(SUPPLIED RECORDS):
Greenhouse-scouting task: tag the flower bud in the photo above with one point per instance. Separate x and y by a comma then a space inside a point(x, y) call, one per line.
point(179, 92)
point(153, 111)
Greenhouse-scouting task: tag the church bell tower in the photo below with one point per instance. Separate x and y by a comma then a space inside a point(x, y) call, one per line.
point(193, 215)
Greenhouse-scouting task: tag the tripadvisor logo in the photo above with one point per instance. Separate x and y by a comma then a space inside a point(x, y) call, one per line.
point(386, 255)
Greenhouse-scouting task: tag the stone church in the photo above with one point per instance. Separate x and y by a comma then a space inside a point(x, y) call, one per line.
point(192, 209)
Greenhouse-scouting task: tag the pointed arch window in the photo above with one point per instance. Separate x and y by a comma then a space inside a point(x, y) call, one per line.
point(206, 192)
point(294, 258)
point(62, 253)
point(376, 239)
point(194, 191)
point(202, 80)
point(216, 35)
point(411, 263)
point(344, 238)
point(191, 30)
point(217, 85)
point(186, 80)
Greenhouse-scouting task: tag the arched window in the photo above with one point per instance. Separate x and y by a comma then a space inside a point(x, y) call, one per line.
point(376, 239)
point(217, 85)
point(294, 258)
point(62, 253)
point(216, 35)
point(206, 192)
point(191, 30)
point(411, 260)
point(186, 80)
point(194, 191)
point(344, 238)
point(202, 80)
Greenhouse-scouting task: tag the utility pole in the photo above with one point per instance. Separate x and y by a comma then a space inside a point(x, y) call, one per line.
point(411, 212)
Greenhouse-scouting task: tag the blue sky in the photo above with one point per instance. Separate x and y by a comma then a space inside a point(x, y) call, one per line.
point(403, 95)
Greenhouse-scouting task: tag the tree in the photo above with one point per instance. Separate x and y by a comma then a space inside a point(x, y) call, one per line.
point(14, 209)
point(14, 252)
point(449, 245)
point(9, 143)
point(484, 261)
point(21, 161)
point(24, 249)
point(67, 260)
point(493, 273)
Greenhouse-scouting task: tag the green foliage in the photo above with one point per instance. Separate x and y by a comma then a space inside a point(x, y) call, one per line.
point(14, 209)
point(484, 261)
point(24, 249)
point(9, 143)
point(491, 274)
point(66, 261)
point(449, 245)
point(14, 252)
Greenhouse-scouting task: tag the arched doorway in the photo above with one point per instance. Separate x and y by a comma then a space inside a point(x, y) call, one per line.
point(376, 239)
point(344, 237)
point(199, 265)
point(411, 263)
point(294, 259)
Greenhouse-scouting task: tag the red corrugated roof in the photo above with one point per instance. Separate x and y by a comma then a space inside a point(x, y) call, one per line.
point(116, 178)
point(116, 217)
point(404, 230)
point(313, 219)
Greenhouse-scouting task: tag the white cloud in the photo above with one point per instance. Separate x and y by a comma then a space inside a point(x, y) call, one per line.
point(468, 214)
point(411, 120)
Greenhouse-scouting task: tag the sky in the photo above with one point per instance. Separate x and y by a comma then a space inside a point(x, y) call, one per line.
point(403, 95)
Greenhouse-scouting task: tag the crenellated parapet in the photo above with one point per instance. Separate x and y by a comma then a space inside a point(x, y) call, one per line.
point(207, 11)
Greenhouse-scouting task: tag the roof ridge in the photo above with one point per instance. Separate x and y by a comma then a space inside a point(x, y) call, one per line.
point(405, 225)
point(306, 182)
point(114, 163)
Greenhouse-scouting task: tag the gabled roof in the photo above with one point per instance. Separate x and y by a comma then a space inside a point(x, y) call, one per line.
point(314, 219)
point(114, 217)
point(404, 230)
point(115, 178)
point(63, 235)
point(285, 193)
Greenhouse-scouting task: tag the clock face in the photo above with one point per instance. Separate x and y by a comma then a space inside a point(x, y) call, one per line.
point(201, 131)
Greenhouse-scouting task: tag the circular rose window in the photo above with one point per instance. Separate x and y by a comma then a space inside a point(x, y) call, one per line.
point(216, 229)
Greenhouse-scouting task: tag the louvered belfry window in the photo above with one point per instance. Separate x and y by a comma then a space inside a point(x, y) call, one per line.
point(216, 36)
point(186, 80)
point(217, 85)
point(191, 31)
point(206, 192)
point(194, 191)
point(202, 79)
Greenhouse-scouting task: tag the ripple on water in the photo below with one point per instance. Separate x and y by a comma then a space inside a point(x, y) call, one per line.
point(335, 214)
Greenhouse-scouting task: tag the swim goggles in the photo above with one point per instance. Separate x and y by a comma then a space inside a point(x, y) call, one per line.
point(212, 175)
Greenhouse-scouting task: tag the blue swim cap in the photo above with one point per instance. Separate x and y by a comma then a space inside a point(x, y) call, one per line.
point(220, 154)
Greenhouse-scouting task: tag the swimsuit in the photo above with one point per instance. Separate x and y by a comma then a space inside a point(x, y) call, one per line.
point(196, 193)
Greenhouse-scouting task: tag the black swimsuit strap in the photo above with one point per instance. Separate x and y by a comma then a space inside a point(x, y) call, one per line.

(TASK DIRECTIONS): Repeat the whole listing verbatim.

(THE ANSWER):
Greenhouse-scouting task: tag the flower bud in the photo above with one point per instance. Separate x and y by a comma then a space inside a point(x, y) call, one per line.
point(179, 92)
point(153, 111)
Greenhouse-scouting task: tag the church bell tower in the photo below with one point per instance. Separate x and y by a comma then a space inside a point(x, y) call, one per line.
point(193, 215)
Greenhouse-scouting task: tag the tripadvisor logo in the photo above with one point per instance. Separate x and y by a comma then a space inside a point(x, y) call, one per line.
point(386, 255)
Greenhouse-scouting task: tag the stone church in the photo above with one point per instance. Separate x and y by a comma then a space inside a point(x, y) call, one per line.
point(192, 209)
Greenhouse-scouting task: tag the pointed arch window in the photo above with one point per instance. Separate x and y by a comma then a space inside a point(x, y) call, one per line.
point(206, 192)
point(294, 258)
point(62, 253)
point(376, 239)
point(194, 191)
point(202, 80)
point(216, 35)
point(411, 263)
point(344, 238)
point(191, 30)
point(217, 85)
point(186, 80)
Greenhouse-scouting task: tag the arched window in the photo above with one point per instance. Separate x and y by a comma then a space inside a point(x, y) call, one per line.
point(376, 239)
point(217, 85)
point(294, 258)
point(62, 253)
point(216, 35)
point(206, 192)
point(191, 30)
point(411, 260)
point(186, 80)
point(194, 191)
point(344, 238)
point(202, 80)
Greenhouse-scouting task: tag the utility pole in the photo above with one point per instance. Separate x and y by a comma then a space inside a point(x, y) call, one per line.
point(411, 212)
Greenhouse-scouting task: tag the blue sky in the photo above with one point per instance. Separate x and y by a comma then a space inside a point(x, y) call, one per line.
point(403, 95)
Greenhouse-scouting task: tag the tree in the photo above with one point per instance. Separate x and y by a comma then a space inside a point(x, y) call, one per line.
point(14, 209)
point(14, 252)
point(449, 245)
point(9, 143)
point(484, 261)
point(21, 161)
point(24, 249)
point(67, 260)
point(493, 273)
Greenhouse-scouting task: tag the green foliage in the photo above with one point per instance. Separate x and y by a comma then a space inside a point(x, y) call, one per line.
point(14, 209)
point(484, 261)
point(24, 249)
point(9, 143)
point(491, 274)
point(66, 261)
point(449, 245)
point(14, 252)
Greenhouse-scouting task: tag the arched doorway in the photo above with one point per instance. Separate x and y by a comma then a space inside a point(x, y) call, one per line.
point(376, 239)
point(344, 237)
point(199, 265)
point(411, 263)
point(294, 259)
Greenhouse-scouting task: tag the red corrugated roof in the photo above with one point per instance. Separate x and y by a comma then a space inside a point(x, y) call, one per line.
point(116, 178)
point(116, 217)
point(404, 230)
point(313, 219)
Greenhouse-scouting task: tag the white cloud in the photo above with one point per instance. Separate x and y by a comma then a space inside a point(x, y) call, one per line.
point(468, 214)
point(411, 120)
Greenhouse-scouting task: tag the sky in the photo above with one point per instance. Separate x and y by a comma then a space inside a point(x, y) call, one per line.
point(403, 95)
Greenhouse-scouting task: tag the crenellated parapet in the photo above with one point per instance. Separate x and y by a comma then a space inside a point(x, y) call, one per line.
point(207, 11)
Greenhouse-scouting task: tag the roof ridge in the photo above with one point per instance. Separate x and y by a comma then a space inside a point(x, y) call, one per line.
point(405, 225)
point(306, 182)
point(114, 163)
Greenhouse-scouting task: tag the gabled roof in the photo above with one point per instance. Separate x and y by a comma then a space inside a point(x, y) call, one per line.
point(314, 219)
point(114, 217)
point(404, 230)
point(115, 178)
point(63, 235)
point(285, 193)
Greenhouse-scouting task: tag the clock face in the photo above with one point per instance. Separate x and y by a comma then a space inside a point(x, y) call, one per line.
point(201, 131)
Greenhouse-scouting task: tag the circular rose window in the photo above with one point per instance. Separate x and y by a comma then a space inside a point(x, y) call, one per line.
point(216, 229)
Greenhouse-scouting task: tag the louvered belfry window in the photo above with one point per instance. Separate x and y by a comma then a space inside a point(x, y) call, one per line.
point(216, 36)
point(186, 80)
point(217, 85)
point(191, 31)
point(206, 192)
point(194, 191)
point(202, 79)
Greenhouse-scouting task: tag the ripple on water in the photo below with one point per instance. Separate x and y by a comma then a space inside a point(x, y) call, one per line.
point(335, 214)
Greenhouse-scouting task: tag the swim goggles in the photo above with one point per instance. Separate x and y by a comma then a space inside a point(x, y) call, one per line.
point(212, 175)
Greenhouse-scouting task: tag the blue swim cap in the photo above with one point per instance. Separate x and y by a comma then a space inside a point(x, y) call, one per line.
point(220, 154)
Greenhouse-scouting task: tag the swimsuit in the photo above with one point per instance. Separate x and y by a comma then a space inside a point(x, y) call, one per line.
point(196, 193)
Greenhouse-scouting task: tag the black swimsuit strap in the photo above with one point per instance. Separate x and y by a comma then a space inside a point(x, y) call, one per line.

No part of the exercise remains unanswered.